_Brief A_.
From the records below, list each line that contains the word "awning". Case counts.

_Source extract_.
Intermediate scaling for streamwise mean velocity and variance in a turbulent boundary layer

In this work, we use an intermediate length scale ($y_{m}^{+})$ proportional to the square root of friction Reynolds number and an associated velocity scale ($u_{m})$ to scale the streamwise mean velocity and variance in the intermediate region of a turbulent boundary layer (TBL; Diwan and Morrison TSFP-11, 2019). Towards this we make use of the high-Reynolds-number TBL data available in the literature. The mean velocity is plotted in defect formulation, i.e., $U-U(y_{m})/u_{m}$. The intermediate-scaled mean velocity and variance exhibit Reynolds-number invariance over a certain region around $y/y_{m}=$1. This implies existence of a Reynolds-number independent log law in terms of the intermediate variables for the mean velocity and variance. The classical ``Karman constant'' and ``Townsend-Perry constant'' are expressed in terms of the log-law constants obtained from the intermediate scaling and their dependence on Reynolds number examined. The present work suggests a three-layer asymptotic structure for the TBL, with each layer governed by distinct length and velocity scales, which results in two overlap layers (Afzal, Ing.-Arch. 1982). We discuss the relevance of the power/log law behavior of the mean velocity in the overlap layers, based on the ratio of the velocity scales of the adjacent layers. .

Dataset excerpts on pointing at objects
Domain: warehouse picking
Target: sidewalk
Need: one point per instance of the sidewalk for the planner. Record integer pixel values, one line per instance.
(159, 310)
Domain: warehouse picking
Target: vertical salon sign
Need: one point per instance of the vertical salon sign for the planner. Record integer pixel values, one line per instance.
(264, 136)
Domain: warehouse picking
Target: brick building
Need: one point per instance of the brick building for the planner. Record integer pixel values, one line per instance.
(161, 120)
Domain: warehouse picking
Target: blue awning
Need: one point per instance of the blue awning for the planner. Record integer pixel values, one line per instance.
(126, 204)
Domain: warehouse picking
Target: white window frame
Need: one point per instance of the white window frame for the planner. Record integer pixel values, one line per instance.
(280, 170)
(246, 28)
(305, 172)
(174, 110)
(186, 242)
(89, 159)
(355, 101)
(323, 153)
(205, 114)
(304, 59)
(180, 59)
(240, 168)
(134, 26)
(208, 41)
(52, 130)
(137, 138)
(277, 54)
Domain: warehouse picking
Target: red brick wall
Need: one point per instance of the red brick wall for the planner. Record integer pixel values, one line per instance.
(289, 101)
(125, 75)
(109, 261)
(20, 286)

_Brief B_.
According to the boundary-layer abstract above, what asymptotic structure does the present work suggest for the turbulent boundary layer?

_Written response A_.
Target: blue awning
Need: one point per instance of the blue awning for the planner. Record integer pixel values, one line per instance.

_Written response B_.
A three-layer asymptotic structure, with each layer governed by distinct length and velocity scales.